Find the line that contains "Please locate the man's nose"; then retype it and each line after it, exactly, through the final line of the data below.

(Items from a data source)
-------

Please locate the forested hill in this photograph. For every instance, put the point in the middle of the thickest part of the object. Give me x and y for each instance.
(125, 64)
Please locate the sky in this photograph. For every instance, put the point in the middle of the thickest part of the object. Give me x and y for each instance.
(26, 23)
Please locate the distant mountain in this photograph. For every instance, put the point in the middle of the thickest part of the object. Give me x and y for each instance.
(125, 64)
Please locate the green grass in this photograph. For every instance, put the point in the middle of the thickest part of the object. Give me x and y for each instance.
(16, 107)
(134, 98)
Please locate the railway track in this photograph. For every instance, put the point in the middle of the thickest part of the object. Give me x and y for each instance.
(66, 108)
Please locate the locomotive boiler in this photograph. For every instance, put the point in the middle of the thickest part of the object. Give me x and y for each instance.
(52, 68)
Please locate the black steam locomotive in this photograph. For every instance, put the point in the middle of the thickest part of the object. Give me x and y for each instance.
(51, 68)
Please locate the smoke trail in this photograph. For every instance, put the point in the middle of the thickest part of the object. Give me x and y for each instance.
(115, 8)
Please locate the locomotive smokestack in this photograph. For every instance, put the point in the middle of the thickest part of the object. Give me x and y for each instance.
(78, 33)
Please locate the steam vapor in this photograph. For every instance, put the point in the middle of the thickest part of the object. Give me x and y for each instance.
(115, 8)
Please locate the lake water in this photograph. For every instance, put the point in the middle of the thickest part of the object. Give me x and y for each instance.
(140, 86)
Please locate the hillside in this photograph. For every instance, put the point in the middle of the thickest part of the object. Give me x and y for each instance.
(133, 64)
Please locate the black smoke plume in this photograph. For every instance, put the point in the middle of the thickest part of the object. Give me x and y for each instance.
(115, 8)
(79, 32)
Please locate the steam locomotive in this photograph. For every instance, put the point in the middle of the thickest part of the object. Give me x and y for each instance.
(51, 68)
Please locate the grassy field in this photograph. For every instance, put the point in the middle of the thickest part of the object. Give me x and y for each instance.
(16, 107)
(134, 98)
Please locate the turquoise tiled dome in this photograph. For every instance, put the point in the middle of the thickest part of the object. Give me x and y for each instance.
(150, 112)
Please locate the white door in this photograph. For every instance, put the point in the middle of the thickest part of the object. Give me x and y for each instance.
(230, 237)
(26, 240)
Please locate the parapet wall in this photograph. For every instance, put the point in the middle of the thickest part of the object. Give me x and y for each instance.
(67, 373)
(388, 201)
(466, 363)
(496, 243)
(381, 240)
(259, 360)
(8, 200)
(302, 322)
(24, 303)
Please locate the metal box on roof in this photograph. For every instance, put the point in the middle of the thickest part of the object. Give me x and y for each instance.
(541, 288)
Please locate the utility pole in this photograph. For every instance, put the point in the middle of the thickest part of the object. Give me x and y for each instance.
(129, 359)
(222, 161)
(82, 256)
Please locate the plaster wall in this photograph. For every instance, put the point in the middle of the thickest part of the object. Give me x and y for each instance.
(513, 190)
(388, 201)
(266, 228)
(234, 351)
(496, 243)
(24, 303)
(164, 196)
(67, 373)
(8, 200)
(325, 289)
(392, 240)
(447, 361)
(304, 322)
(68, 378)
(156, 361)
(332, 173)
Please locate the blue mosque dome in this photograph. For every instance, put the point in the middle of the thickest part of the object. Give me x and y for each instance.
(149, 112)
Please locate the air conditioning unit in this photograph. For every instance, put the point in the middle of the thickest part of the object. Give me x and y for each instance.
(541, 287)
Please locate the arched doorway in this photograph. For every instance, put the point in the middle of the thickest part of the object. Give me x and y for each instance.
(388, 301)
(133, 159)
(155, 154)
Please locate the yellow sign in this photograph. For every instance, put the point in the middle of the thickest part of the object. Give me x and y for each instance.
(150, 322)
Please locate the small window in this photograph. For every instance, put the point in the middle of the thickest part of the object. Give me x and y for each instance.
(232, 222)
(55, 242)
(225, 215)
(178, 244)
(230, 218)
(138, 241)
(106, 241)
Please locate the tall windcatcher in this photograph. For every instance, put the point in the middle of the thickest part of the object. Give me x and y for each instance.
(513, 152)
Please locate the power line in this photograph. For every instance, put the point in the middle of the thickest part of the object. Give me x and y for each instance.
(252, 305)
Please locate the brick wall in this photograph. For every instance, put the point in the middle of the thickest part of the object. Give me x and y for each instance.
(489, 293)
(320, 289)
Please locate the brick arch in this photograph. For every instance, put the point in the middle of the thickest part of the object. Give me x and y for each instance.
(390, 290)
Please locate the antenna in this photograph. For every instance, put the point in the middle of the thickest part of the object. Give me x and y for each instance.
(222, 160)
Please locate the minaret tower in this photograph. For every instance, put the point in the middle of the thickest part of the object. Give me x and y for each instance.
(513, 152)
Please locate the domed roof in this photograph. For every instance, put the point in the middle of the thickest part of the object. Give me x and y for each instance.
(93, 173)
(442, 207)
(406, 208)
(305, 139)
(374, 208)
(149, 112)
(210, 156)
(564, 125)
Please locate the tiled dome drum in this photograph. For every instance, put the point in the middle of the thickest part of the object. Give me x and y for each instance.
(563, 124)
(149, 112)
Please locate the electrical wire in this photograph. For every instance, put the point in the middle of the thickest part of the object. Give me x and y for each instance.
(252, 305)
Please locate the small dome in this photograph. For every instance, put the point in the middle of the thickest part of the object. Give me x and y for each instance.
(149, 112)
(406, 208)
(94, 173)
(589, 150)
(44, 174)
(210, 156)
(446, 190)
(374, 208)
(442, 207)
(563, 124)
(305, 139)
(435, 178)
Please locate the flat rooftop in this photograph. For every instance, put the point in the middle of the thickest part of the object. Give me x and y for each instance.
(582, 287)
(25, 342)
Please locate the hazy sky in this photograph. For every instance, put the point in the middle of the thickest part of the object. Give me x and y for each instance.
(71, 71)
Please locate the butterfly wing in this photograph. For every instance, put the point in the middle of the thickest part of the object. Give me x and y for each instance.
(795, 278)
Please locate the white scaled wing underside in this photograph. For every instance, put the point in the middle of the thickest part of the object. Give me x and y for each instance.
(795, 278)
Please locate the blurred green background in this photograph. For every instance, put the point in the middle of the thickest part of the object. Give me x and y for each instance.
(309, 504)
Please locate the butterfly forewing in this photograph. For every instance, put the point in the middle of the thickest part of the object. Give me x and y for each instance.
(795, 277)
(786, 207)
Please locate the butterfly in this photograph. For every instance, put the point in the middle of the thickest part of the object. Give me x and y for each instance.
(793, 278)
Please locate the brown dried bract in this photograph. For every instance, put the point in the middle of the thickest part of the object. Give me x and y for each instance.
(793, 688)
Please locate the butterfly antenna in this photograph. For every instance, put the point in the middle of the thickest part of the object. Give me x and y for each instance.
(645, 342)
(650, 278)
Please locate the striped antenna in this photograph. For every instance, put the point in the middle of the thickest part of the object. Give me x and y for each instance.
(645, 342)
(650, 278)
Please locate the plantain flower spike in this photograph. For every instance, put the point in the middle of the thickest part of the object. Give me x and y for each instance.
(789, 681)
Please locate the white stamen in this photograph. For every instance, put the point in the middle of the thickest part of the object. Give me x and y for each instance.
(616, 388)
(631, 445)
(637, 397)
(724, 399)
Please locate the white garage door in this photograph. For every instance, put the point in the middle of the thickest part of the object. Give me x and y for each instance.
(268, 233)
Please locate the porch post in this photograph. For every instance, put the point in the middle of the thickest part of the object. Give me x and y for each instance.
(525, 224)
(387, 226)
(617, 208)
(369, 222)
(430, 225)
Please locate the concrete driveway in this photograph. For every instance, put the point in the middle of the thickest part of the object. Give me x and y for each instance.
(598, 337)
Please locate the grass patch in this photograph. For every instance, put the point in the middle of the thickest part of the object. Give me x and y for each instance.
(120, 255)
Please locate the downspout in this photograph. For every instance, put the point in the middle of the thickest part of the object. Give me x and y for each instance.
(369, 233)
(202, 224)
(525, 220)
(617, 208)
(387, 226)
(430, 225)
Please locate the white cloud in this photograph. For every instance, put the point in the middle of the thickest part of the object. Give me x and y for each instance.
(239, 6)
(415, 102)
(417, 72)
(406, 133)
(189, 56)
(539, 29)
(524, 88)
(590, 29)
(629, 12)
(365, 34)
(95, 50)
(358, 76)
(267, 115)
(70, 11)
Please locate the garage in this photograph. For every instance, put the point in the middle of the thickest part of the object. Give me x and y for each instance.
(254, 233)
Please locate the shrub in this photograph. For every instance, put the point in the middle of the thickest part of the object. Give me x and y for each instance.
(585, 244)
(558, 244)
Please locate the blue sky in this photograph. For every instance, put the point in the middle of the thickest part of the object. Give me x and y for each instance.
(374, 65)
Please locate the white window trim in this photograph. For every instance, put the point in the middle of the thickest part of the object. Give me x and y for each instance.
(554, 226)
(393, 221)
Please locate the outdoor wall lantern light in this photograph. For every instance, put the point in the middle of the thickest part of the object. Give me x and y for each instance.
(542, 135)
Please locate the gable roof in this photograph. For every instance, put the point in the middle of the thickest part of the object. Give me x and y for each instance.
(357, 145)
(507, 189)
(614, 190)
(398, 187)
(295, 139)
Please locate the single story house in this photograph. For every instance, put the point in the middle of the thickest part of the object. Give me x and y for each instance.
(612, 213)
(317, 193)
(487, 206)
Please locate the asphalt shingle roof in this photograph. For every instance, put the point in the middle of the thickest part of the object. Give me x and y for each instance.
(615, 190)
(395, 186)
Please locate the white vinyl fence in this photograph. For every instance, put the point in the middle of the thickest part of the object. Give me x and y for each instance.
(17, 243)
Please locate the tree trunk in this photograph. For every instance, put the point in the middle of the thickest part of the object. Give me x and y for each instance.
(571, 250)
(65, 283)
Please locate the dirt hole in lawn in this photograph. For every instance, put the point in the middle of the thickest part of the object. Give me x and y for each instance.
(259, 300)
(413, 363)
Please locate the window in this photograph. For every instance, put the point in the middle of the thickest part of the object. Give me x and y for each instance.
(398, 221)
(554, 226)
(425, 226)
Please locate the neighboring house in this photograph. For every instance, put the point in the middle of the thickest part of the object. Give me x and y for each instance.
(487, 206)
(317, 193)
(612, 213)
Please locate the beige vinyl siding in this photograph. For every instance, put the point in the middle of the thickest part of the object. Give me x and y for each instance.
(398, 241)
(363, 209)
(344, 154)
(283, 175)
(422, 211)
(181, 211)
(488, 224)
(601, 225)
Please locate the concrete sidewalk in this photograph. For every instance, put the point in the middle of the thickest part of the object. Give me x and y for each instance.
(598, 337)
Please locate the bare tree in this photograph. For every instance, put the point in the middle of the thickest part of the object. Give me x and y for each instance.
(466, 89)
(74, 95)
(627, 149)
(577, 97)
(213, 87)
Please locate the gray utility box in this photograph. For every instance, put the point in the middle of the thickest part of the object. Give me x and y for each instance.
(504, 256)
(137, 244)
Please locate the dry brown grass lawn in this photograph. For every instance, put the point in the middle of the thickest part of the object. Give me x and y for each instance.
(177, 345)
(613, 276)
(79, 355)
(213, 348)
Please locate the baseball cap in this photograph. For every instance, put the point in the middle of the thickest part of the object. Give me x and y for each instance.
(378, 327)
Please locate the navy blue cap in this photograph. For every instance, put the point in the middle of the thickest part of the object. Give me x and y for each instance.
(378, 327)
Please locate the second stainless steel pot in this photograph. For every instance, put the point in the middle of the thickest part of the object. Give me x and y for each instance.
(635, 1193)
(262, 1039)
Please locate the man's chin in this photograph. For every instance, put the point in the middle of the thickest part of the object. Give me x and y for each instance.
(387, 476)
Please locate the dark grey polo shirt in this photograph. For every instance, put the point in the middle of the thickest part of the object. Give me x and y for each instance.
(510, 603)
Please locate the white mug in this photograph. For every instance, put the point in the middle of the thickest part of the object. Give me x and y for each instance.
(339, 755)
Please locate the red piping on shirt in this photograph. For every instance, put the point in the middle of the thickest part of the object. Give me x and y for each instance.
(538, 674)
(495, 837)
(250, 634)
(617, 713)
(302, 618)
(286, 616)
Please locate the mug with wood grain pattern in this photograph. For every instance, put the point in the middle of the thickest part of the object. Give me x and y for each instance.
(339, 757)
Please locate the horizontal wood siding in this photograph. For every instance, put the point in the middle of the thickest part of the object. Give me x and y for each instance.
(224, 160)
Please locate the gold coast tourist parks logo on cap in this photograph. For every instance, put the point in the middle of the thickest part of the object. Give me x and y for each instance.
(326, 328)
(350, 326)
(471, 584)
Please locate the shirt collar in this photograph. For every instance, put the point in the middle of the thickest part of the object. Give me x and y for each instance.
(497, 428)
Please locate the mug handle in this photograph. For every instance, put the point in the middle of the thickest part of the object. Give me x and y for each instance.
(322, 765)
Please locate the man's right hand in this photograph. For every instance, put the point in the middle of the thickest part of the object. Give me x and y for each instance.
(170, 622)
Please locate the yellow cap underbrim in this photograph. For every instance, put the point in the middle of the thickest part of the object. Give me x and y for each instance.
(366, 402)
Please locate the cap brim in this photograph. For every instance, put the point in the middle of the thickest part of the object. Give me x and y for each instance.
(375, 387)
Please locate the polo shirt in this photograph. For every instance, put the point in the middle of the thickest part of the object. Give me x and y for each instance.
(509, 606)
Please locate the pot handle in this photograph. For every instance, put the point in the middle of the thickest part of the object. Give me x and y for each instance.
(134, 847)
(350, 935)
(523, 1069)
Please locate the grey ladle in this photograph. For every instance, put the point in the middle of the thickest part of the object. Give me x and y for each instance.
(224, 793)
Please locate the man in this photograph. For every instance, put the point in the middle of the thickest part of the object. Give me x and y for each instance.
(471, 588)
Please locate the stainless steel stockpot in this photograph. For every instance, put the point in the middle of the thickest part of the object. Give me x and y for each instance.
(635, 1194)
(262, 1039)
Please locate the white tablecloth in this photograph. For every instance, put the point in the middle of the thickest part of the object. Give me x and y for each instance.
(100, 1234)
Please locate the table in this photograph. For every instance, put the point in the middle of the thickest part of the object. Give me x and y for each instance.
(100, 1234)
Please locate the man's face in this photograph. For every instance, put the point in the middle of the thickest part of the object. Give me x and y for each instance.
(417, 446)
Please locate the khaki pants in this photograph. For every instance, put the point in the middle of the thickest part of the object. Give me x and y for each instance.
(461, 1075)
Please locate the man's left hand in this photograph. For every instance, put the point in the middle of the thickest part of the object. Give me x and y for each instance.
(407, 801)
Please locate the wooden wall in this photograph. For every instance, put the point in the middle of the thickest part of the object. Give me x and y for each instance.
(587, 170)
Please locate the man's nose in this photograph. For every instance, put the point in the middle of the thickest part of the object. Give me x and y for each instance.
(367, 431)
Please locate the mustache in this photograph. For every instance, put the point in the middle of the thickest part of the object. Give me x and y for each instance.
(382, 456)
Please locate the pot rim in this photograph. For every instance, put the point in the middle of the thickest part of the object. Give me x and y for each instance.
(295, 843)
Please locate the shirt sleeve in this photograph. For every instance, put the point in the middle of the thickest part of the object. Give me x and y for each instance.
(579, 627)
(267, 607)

-------

Result of the exercise:
Please locate the man's nose in this photograph. For every instance, put the point in the middle of the thickest part of the object. Give me x and y for each instance.
(367, 431)
Please locate the mustache in this photograph. For every instance, put the point in the middle of the thickest part of the object. Give me x and y for each instance.
(382, 456)
Please locate the pot rim in this photograph. For every instance, put the point in the middle of the thickest part of the object. Give me x and y for each instance.
(295, 843)
Please locate the shirt sleeve in this photograph. For every instance, put the point in the middle of the thickest part of the object. Give me x and y for each instance.
(579, 627)
(267, 607)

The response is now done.